EXCERPTED PASSAGE:
***

In stressful situations, I would self-soothe with repetitive physical motions (usually with my hands) or remain completely still and silent. I remember wishing I could “crack the code” to life, that I could communicate and understand the way most other people do. Sometimes, the world felt loud and overwhelming, and my body would react by tensing up or doing something uncommon, like coughing uncontrollably. 

Identifying with the Princess and The Basket Case 

You may have heard that autistic people sometimes like comparing real-life scenarios to scenes from books and movies. I relate to this and parallel my autistic experience to identifying with two characters in The Breakfast Club: Claire (The Princess) and Allison (The Basket Case). 

While I’ve suffered from bouts of cystic acne both as a teenager and an adult, I generally fit the beauty standard. I’m not claiming any credit for this; I had no control over the body and face I was born with. All I’m saying is that outward beauty has not been the greatest struggle for me. 

So I related to Claire in that sense. She had a certain “pretty privilege” that acted in her favor, but also tempted people to jump to conclusions about her character.

***

AVAILABLE DATA:
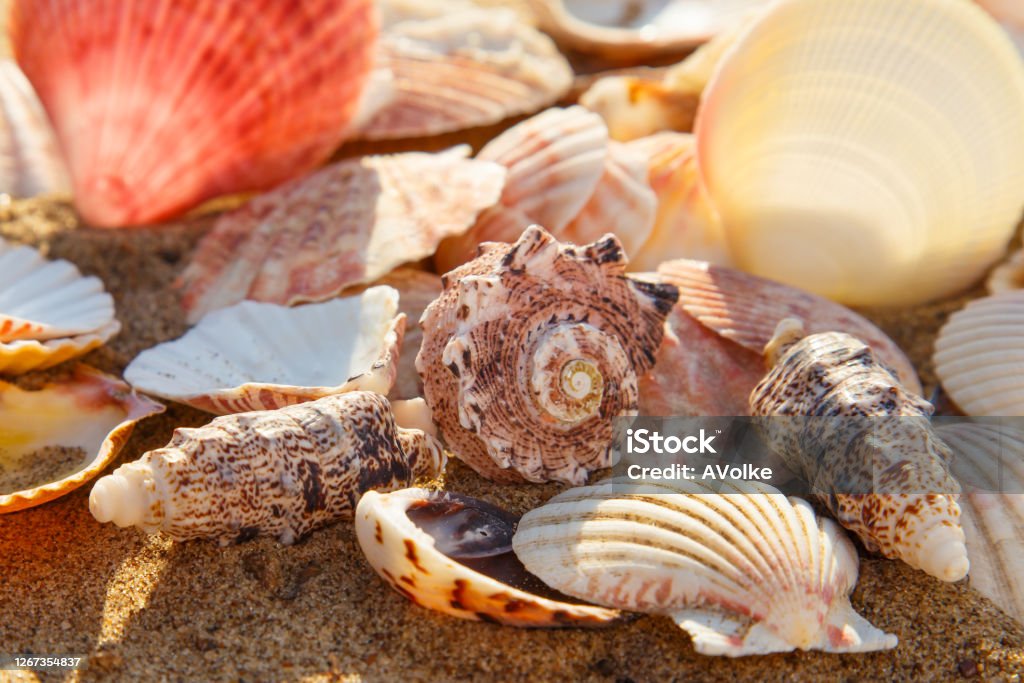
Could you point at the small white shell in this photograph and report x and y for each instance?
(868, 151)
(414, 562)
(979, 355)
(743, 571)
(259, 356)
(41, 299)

***

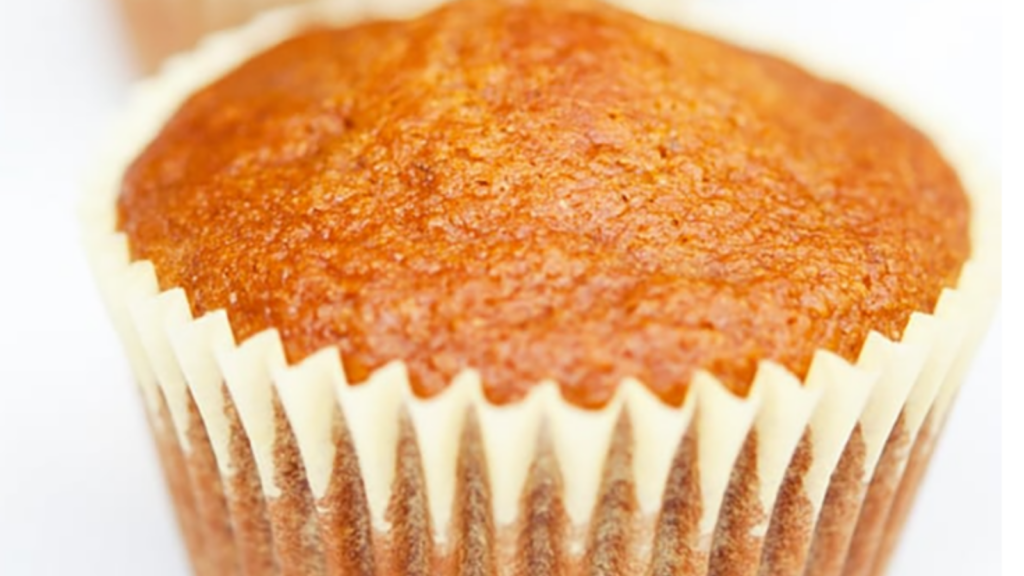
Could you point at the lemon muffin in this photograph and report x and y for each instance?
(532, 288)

***

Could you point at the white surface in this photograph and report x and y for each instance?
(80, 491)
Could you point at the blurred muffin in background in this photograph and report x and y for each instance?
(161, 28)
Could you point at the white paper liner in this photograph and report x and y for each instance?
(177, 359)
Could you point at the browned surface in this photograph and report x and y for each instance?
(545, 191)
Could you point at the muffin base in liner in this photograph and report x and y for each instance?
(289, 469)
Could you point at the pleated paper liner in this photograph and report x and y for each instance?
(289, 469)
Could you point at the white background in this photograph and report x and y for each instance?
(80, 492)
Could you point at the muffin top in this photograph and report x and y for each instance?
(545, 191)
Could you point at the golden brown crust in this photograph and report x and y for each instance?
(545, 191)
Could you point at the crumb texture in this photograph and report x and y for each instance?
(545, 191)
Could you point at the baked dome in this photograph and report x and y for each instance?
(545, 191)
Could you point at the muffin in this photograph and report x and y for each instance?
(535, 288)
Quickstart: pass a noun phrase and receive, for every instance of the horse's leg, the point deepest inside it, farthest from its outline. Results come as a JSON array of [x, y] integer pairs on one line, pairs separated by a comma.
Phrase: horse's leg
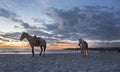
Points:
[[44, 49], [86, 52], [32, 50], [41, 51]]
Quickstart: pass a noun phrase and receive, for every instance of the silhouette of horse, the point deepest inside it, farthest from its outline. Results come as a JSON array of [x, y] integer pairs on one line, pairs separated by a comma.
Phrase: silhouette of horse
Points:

***

APPLY WHAT YOU READ:
1. Revise the passage about relating to characters in The Breakfast Club: write out the part between "Identifying with the" and "(The Basket Case).", inclusive, with "scenes" changed to "moments".
2. Carry on the passage about relating to characters in The Breakfast Club, starting right after its final sentence.

WRITTEN RESPONSES:
1.
Identifying with the Princess and The Basket Case 

You may have heard that autistic people sometimes like comparing real-life scenarios to moments from books and movies. I relate to this and parallel my autistic experience to identifying with two characters in The Breakfast Club: Claire (The Princess) and Allison (The Basket Case).

2.
On the other hand, Allison takes in the world around her in an unconventional way, using strange art forms to express herself and her ideas.

My High School Masking Era 

In high school, I was an interesting mix of pretty and weird, and in my small private school, people didn’t know where I fit in. I had friends, but I wasn’t exactly prom queen popular or a Burton-level artistic genius. At the time, it was isolating. 

However, as we grow and mature, go to college, start jobs, develop relationships, etc., our juvenile masks start to come off, and we slowly share our complexities with the world. Think about it. A Barbie-loving, pink-wearing woman could bench-press 140, and her able arms don't make her any less ladylike. Similarly, if I have a different brain, my neurodivergence doesn't take away from my womanly nature or frankly, my hotness.

Better Late Than Never 

In 2024, I decided to see if my speculations were right, if I had autism or some other kind of neurological condition. After weeks of cognitive testing, the psychiatrist showed that some traits I have align with those on the ASD spectrum, and shared tips for how to advocate for myself.

I’m lucky enough to be on the higher-functioning side, but I still have some triggers that can contribute to slightly abnormal reactions. When I was younger, I’d mask certain tendencies. For example, if I found a loud noise extremely bothersome, I’d grin and bear it. Now, I usually dismiss myself from any situation that I find overwhelming. Of course, emergencies are different and require you to persevere despite discomfort. But for the most part, if my intuition tells me to step away from a situation for five minutes, everyone is better off because of it.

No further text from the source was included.